- Extracted records
---------------
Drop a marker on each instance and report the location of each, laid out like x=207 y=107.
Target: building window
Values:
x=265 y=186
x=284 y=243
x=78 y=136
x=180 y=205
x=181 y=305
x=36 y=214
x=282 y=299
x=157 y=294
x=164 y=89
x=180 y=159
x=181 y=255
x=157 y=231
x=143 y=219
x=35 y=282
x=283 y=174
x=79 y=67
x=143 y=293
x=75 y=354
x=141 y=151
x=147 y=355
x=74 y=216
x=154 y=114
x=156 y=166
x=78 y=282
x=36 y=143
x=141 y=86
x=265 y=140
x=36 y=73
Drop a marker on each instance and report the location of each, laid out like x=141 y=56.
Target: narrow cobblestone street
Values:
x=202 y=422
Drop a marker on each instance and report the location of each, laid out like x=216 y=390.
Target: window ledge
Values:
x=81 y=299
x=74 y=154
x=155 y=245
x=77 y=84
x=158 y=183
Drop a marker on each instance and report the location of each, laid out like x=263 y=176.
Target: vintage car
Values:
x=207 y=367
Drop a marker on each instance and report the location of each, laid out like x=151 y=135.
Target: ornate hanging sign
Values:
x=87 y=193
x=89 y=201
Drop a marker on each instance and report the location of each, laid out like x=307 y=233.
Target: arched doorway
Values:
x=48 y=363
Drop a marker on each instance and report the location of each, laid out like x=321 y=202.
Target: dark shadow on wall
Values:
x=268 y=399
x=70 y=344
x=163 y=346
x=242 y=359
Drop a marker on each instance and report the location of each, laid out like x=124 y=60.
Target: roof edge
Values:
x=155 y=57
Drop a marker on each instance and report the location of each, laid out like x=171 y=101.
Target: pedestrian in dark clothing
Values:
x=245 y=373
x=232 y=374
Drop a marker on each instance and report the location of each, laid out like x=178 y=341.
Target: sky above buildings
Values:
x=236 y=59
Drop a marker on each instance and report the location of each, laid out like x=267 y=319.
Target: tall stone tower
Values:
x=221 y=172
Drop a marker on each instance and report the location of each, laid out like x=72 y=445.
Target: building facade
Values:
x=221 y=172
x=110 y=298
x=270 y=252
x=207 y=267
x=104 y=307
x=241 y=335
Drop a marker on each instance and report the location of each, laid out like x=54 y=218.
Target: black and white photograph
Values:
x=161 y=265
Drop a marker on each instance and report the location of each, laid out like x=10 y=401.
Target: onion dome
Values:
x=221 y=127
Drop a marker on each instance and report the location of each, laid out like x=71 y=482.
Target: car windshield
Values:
---------------
Give again, exactly as written, every line from the first one above through the line that has "Target: building window" in it.

Drop a marker on each instance and report the location of each, laid out like x=207 y=107.
Target: building window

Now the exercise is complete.